§ Work instructions:
Write out the lines of the material below exactly as they appear. Begin with the line that contains "For the benchmark, indicate the boat hull", and stop after the line that contains "point(162, 50)".

Excerpt from a dataset
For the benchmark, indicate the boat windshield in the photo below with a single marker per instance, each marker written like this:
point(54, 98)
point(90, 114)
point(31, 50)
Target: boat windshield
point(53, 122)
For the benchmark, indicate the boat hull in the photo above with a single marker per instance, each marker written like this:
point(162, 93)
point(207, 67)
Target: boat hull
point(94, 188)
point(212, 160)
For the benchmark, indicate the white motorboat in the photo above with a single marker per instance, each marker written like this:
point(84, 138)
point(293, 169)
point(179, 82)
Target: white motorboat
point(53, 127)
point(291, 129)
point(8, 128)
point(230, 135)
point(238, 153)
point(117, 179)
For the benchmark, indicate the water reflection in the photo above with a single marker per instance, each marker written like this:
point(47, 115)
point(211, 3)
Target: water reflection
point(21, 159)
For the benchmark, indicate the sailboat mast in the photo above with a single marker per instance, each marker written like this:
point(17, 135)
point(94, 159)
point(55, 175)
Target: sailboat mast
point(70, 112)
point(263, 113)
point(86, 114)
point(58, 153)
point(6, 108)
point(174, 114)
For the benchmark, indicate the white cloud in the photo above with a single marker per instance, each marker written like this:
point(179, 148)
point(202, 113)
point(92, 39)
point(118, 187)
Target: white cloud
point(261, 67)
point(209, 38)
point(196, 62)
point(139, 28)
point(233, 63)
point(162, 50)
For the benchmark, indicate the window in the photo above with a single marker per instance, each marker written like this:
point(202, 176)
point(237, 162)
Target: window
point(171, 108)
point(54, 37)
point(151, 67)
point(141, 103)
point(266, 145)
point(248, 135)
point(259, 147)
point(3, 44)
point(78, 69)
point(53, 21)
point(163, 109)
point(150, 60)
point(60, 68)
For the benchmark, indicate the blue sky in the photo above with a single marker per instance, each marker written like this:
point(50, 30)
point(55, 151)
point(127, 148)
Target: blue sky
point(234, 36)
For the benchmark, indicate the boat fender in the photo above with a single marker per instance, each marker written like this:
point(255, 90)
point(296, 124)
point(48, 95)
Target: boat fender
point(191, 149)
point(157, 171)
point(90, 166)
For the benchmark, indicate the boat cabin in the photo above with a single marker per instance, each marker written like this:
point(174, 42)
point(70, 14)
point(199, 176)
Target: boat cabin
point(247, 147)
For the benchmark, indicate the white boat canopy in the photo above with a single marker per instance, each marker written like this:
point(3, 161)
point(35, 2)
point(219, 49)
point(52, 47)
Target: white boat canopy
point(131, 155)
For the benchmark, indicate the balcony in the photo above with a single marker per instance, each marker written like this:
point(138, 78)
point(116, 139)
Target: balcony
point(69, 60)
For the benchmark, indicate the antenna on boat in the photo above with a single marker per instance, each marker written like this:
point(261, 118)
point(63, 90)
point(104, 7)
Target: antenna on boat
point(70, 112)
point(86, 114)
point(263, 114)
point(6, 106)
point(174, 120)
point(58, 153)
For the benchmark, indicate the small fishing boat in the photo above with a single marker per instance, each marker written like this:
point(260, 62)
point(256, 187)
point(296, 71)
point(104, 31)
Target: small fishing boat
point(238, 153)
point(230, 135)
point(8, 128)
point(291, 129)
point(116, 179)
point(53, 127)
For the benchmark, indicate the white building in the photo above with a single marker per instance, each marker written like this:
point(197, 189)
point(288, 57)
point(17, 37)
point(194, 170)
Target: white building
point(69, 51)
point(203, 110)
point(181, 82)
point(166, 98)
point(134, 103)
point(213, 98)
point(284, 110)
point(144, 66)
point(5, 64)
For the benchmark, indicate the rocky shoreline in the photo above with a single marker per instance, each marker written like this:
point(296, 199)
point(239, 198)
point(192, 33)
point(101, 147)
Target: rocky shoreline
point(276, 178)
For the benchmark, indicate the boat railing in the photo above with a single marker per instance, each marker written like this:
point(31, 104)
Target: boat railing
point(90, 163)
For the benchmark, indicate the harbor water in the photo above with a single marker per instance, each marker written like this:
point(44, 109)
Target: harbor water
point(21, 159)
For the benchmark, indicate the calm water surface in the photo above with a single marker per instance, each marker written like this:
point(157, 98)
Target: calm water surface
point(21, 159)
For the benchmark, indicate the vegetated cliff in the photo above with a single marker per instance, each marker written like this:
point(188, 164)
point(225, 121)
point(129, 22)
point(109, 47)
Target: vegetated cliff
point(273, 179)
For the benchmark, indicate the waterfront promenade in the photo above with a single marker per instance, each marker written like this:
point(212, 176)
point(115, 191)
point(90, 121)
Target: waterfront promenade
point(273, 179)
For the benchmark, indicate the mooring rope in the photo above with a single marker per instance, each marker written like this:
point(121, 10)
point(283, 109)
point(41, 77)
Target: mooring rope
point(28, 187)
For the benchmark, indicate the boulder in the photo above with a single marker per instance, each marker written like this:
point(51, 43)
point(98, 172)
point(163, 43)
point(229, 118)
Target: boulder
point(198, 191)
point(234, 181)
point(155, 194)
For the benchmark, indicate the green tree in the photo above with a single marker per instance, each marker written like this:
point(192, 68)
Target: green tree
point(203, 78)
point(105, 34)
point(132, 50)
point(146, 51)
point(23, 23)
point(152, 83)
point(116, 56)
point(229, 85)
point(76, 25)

---

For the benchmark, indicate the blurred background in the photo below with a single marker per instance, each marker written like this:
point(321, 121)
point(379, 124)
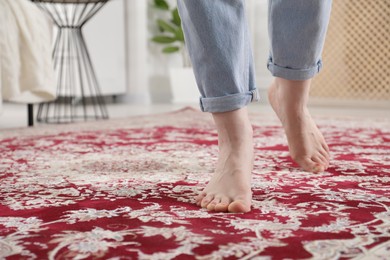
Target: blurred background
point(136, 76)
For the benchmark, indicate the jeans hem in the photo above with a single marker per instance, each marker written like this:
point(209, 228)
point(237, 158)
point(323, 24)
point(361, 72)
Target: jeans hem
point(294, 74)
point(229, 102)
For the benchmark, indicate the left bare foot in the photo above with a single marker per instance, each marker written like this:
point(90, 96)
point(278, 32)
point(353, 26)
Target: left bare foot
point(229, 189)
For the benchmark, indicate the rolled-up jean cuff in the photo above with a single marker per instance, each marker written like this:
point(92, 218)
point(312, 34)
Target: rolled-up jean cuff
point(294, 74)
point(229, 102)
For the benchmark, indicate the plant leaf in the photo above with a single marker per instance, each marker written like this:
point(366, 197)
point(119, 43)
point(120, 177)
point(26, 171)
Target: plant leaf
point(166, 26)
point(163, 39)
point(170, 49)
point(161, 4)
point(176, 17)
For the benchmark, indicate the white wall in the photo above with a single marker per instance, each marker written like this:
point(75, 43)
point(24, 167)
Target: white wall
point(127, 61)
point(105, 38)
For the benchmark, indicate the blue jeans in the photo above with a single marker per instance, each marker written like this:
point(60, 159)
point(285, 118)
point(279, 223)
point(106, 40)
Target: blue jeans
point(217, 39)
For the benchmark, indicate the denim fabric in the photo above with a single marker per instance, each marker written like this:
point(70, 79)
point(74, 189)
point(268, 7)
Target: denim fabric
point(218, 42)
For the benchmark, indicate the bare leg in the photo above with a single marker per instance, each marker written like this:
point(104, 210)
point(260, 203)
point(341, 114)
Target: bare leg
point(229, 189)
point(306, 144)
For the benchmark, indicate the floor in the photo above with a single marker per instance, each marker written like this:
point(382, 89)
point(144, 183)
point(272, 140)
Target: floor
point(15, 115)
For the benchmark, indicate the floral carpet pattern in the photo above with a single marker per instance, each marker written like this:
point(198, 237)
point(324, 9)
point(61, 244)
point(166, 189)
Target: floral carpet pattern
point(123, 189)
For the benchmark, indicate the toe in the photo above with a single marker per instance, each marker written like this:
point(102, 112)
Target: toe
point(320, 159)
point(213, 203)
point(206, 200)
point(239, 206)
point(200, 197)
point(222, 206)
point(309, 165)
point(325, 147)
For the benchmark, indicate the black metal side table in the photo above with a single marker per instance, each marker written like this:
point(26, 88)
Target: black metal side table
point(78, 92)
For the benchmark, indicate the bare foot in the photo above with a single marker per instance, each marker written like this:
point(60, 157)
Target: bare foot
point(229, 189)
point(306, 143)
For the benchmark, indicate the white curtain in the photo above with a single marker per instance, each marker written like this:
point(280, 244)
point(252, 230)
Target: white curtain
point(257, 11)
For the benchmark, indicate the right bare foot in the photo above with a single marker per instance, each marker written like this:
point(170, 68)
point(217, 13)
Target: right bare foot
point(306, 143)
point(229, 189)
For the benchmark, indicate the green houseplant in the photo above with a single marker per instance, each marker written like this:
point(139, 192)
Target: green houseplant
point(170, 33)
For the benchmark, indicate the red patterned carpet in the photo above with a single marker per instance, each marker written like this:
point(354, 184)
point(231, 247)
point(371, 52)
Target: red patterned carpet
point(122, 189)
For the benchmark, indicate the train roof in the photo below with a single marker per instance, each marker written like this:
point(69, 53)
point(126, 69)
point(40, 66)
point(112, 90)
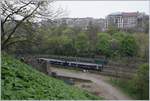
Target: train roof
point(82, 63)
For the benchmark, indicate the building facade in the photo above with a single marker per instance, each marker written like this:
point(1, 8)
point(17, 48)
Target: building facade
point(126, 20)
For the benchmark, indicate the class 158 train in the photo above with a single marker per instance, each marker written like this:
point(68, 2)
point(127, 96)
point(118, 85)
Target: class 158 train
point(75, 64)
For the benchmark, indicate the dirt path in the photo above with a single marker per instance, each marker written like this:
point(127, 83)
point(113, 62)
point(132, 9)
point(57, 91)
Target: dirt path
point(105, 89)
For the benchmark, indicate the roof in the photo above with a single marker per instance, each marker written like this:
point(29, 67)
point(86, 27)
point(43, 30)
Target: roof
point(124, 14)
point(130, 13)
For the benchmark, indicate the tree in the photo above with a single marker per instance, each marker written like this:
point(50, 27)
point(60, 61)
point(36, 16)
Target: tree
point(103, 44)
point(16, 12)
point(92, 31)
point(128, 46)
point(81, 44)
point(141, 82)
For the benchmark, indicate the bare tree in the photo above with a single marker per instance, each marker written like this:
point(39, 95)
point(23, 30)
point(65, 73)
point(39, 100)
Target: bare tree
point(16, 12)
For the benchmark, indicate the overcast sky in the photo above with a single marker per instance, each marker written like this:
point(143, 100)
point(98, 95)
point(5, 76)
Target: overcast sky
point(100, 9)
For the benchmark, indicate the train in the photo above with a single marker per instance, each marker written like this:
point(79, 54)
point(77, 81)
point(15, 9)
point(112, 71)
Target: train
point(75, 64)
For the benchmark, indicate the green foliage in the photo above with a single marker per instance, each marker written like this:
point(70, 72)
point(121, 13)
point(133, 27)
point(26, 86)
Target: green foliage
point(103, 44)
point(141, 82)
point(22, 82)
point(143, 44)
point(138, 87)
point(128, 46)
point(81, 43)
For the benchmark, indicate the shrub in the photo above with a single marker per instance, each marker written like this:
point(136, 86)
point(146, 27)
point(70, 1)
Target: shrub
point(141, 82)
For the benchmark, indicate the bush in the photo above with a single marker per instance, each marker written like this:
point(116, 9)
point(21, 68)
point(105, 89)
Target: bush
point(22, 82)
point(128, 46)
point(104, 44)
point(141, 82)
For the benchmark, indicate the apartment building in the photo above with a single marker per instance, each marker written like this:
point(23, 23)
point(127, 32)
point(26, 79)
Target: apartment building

§ Answer in full:
For the benchmark, indicate the boat hull in the photo above with a single marker per instance, each marker written like this:
point(162, 93)
point(207, 67)
Target: boat hull
point(94, 188)
point(212, 160)
For the benchmark, indicate the white motorboat in the photo above with a single marker per instance, each marker written like this:
point(84, 138)
point(293, 169)
point(179, 82)
Target: white motorboat
point(53, 127)
point(291, 129)
point(8, 128)
point(230, 135)
point(238, 153)
point(117, 179)
For the benchmark, indicate the water reflection in the photo above with a single marker per instance, each marker written like this:
point(47, 115)
point(211, 3)
Target: water reflection
point(21, 159)
For the benchmark, indicate the sailboat mast in the photo above with a single marker per instance, each marker written like this:
point(17, 135)
point(94, 159)
point(55, 175)
Target: sailboat mast
point(70, 112)
point(263, 113)
point(86, 114)
point(58, 153)
point(6, 108)
point(174, 114)
For the benchmark, indicate the white cloud in the photo above with a single marker per instance, each marker written like this:
point(179, 148)
point(202, 113)
point(92, 39)
point(118, 187)
Target: white cloud
point(261, 67)
point(209, 38)
point(196, 62)
point(139, 28)
point(233, 63)
point(162, 50)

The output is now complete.